◆ Data records
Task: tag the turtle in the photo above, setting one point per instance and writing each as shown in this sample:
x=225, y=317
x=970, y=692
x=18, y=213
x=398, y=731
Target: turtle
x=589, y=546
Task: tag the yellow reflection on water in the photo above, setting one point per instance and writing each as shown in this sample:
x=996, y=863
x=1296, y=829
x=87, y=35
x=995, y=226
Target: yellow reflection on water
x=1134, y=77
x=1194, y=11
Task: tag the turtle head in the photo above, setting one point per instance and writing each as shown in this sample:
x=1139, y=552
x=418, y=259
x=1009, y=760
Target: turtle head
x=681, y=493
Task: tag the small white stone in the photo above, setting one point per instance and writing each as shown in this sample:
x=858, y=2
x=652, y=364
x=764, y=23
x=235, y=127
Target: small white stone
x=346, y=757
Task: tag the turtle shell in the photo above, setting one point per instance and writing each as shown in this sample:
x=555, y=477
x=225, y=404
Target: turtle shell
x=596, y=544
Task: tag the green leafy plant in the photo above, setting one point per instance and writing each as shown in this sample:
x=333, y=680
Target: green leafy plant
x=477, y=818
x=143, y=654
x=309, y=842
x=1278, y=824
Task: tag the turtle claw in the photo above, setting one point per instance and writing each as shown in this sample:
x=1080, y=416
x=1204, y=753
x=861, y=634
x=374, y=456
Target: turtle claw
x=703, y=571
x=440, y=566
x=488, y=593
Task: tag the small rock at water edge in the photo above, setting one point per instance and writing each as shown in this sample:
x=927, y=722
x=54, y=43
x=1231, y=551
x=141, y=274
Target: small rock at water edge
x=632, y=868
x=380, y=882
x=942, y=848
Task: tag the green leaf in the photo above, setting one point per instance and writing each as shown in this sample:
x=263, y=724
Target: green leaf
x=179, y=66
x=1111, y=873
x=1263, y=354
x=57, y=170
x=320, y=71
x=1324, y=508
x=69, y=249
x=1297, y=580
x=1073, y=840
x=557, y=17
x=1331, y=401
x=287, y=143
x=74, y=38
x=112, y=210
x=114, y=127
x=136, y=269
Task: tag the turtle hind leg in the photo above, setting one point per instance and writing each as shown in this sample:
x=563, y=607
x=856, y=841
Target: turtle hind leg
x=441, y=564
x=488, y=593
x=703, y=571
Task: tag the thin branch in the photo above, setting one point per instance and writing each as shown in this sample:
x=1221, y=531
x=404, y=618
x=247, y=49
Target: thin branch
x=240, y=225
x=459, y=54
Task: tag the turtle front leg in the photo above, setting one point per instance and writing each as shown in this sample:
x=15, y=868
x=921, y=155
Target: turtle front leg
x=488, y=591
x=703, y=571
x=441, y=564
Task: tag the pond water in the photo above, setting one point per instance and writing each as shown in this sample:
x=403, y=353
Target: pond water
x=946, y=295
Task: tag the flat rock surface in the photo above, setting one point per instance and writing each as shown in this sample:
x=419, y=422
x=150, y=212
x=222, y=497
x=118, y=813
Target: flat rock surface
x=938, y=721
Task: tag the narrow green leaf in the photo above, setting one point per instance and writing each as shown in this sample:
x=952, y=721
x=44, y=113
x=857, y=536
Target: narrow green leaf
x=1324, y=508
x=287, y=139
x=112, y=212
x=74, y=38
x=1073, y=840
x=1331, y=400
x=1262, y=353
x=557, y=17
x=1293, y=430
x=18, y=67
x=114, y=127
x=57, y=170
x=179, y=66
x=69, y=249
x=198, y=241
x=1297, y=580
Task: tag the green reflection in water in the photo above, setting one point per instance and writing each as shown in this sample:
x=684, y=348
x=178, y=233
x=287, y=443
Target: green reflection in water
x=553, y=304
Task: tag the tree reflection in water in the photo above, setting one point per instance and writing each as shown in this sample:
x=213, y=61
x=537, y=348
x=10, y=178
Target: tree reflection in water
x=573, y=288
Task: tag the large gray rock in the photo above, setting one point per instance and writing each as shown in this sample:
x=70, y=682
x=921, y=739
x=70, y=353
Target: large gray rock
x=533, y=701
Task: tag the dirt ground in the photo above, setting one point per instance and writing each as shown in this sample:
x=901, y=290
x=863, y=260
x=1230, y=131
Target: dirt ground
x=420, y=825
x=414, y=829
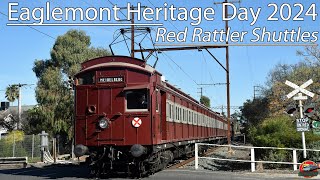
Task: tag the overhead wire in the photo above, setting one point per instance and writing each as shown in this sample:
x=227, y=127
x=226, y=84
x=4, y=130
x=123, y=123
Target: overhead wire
x=204, y=58
x=32, y=27
x=248, y=57
x=180, y=68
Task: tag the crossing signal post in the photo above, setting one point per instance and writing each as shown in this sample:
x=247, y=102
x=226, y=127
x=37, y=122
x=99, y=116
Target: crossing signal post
x=299, y=90
x=291, y=109
x=309, y=111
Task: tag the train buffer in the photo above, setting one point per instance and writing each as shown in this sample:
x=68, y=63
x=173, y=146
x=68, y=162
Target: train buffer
x=14, y=161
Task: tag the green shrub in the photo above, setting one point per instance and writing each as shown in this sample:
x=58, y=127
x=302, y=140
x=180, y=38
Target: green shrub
x=280, y=132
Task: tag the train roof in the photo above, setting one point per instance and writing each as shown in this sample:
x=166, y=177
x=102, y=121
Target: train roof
x=117, y=61
x=135, y=63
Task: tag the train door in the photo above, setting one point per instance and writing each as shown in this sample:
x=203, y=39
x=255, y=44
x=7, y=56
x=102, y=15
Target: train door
x=163, y=115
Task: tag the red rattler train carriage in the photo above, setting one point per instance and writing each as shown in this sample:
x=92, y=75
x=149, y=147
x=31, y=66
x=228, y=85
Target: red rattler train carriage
x=130, y=120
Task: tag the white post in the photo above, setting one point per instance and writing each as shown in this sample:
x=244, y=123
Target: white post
x=302, y=133
x=14, y=145
x=253, y=164
x=294, y=156
x=32, y=150
x=19, y=108
x=196, y=155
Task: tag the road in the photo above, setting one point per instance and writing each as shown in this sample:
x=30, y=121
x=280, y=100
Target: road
x=80, y=172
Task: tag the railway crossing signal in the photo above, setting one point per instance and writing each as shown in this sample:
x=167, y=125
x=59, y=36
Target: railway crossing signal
x=291, y=109
x=309, y=111
x=299, y=90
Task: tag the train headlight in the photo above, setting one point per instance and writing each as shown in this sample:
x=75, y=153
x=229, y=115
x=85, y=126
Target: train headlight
x=103, y=123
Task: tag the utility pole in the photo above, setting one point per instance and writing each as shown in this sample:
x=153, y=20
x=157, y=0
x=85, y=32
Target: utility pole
x=226, y=14
x=228, y=79
x=255, y=90
x=132, y=32
x=19, y=103
x=201, y=91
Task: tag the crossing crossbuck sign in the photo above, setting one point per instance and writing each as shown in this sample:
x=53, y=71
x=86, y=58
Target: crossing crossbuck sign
x=299, y=88
x=136, y=122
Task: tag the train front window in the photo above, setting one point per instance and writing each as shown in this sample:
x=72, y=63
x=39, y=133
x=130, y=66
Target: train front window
x=137, y=100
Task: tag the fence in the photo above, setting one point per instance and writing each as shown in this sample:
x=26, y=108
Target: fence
x=21, y=146
x=227, y=154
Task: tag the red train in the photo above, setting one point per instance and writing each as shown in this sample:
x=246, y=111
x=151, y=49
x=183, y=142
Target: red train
x=130, y=120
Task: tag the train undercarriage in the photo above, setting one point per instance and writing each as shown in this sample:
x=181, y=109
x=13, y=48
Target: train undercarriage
x=136, y=161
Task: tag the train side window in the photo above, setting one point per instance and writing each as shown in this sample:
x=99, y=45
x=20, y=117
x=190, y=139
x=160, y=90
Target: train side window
x=168, y=111
x=137, y=100
x=86, y=78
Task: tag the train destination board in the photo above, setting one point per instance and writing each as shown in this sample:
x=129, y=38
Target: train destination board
x=302, y=124
x=110, y=79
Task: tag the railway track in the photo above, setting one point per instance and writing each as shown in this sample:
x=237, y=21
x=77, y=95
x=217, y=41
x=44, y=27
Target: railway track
x=187, y=161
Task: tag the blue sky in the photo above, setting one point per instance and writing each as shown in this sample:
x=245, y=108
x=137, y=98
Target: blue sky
x=249, y=66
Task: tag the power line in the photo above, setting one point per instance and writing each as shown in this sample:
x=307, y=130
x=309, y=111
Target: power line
x=180, y=68
x=163, y=15
x=207, y=66
x=32, y=27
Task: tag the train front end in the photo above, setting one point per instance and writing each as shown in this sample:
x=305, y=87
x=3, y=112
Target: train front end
x=112, y=112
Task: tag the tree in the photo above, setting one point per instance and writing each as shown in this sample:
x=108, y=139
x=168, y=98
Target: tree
x=12, y=92
x=205, y=100
x=254, y=111
x=55, y=101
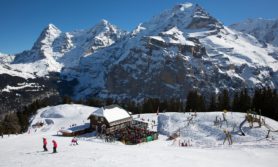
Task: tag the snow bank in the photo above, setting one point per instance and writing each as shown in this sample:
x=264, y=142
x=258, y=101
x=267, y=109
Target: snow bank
x=203, y=132
x=62, y=117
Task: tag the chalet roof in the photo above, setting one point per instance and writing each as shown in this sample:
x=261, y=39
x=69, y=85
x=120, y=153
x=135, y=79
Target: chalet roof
x=111, y=113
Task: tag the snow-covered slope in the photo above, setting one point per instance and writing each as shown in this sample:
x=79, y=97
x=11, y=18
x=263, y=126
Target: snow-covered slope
x=180, y=49
x=263, y=29
x=60, y=117
x=55, y=50
x=202, y=131
x=26, y=149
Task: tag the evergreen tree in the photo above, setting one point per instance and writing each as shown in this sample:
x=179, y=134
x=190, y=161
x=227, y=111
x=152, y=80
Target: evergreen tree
x=224, y=101
x=236, y=102
x=212, y=103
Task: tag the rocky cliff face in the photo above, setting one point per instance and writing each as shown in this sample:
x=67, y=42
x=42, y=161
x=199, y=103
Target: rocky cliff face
x=180, y=49
x=263, y=29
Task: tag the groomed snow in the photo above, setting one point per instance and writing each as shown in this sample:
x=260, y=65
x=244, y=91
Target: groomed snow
x=25, y=150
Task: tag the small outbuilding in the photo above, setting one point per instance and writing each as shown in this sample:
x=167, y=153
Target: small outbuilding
x=109, y=119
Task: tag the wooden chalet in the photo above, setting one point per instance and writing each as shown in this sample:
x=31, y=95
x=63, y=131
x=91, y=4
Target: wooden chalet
x=108, y=119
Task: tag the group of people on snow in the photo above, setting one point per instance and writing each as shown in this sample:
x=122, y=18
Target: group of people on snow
x=55, y=145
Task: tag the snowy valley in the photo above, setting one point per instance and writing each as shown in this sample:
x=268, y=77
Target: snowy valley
x=181, y=49
x=205, y=147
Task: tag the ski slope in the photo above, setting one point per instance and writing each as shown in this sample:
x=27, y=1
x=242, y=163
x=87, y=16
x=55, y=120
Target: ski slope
x=25, y=150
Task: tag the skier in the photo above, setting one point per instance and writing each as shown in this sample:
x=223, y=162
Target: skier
x=54, y=146
x=44, y=144
x=74, y=141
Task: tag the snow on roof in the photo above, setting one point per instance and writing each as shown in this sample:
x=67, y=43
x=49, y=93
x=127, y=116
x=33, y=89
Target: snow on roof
x=111, y=113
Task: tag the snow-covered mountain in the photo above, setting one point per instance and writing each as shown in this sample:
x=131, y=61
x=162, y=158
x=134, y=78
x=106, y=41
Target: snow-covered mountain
x=54, y=49
x=180, y=49
x=35, y=73
x=263, y=29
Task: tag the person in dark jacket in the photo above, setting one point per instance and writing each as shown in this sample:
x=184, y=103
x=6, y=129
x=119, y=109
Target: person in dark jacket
x=54, y=146
x=44, y=144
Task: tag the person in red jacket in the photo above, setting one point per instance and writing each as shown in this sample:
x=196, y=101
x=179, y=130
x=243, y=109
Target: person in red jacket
x=54, y=146
x=44, y=144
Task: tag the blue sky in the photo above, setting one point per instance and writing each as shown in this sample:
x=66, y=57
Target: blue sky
x=21, y=21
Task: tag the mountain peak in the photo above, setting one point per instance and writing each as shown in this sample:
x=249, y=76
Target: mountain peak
x=183, y=6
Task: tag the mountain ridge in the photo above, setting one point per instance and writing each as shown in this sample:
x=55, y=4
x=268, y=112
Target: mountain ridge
x=181, y=49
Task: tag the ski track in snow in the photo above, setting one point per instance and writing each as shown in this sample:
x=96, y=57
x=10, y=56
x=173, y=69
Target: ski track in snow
x=25, y=150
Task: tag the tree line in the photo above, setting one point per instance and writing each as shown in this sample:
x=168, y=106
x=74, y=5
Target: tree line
x=262, y=101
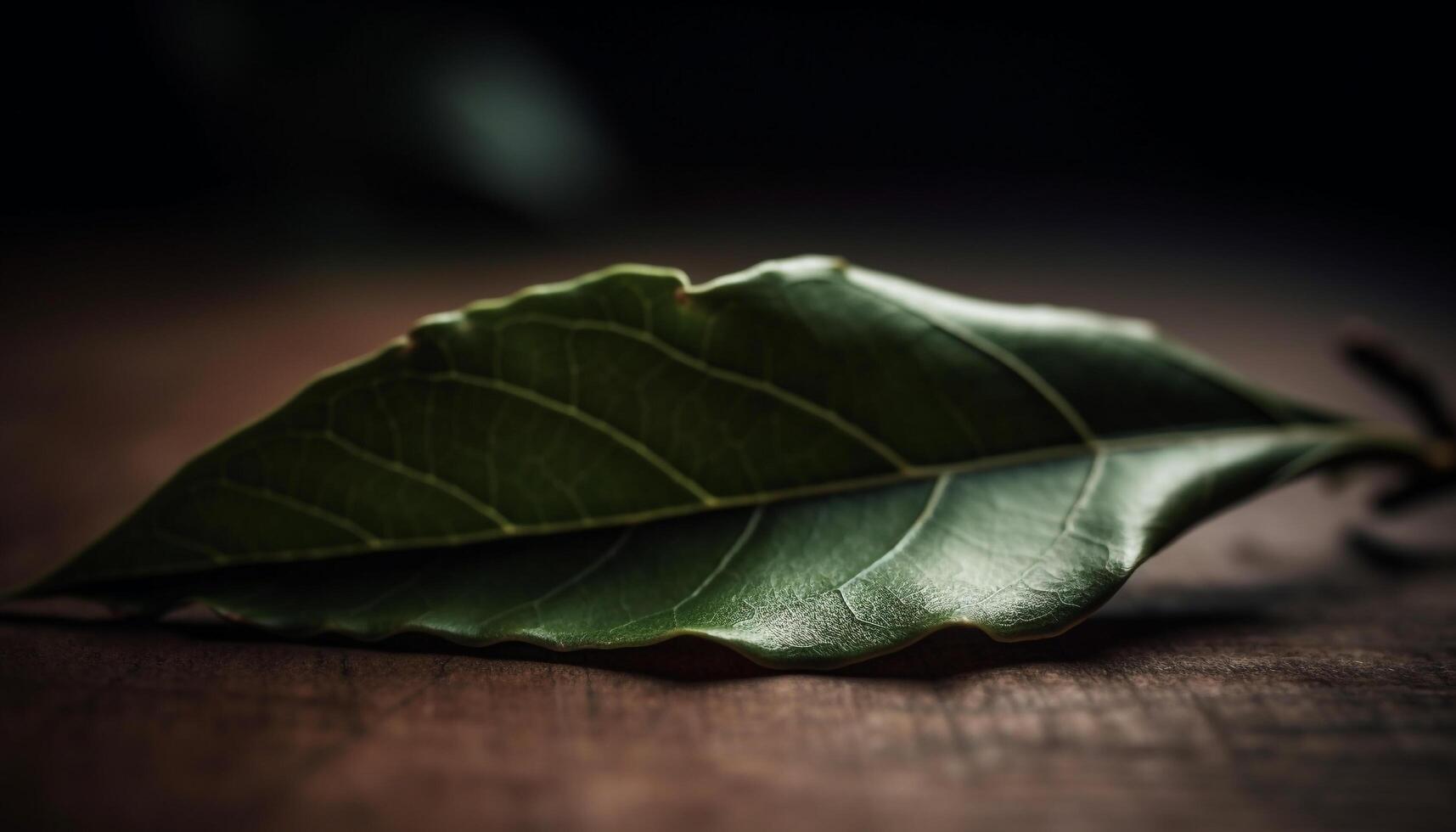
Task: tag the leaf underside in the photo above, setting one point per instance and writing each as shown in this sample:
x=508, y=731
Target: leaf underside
x=808, y=462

◆ To be done
Could you reproduce, word for word, the lines of the material above that run from the line containing "Task: tag the train undercarriage" through the line containing "x=55, y=101", with both of those lines included?

◆ Task response
Task: tag the train undercarriage in the photo above, setting one point per instance and writing each as shown in this sample:
x=181, y=109
x=13, y=48
Target: train undercarriage
x=136, y=161
Task: tag the train side window in the photo above, setting one point per instance and writing each as shown in this sample:
x=99, y=45
x=20, y=117
x=190, y=139
x=160, y=90
Target: train side window
x=168, y=111
x=137, y=100
x=86, y=78
Task: tag the train destination board in the photo above, setting one point per instance and writing each as shown in this sample:
x=129, y=38
Target: train destination board
x=302, y=124
x=110, y=79
Task: tag the railway track in the photo above, setting one point per instance and writing each as shown in this sample:
x=237, y=21
x=77, y=95
x=217, y=41
x=44, y=27
Target: railway track
x=187, y=161
Task: tag the blue sky in the photo above, setting one point per instance and writing each as shown in this sample:
x=245, y=108
x=137, y=98
Target: blue sky
x=249, y=66
Task: tag the power line in the photo above, setting one point per instance and writing each as shown in this sample:
x=307, y=130
x=309, y=111
Target: power line
x=180, y=68
x=163, y=15
x=207, y=66
x=32, y=27
Task: tag the train front end in the photo above, setting one point per instance and writing each as shown in this sample:
x=305, y=87
x=3, y=112
Target: train front end
x=112, y=112
Task: tag the tree in the photo above, setting one point per instance and writing each as shown in this sample:
x=108, y=139
x=168, y=98
Target: tree
x=12, y=92
x=205, y=100
x=254, y=111
x=55, y=101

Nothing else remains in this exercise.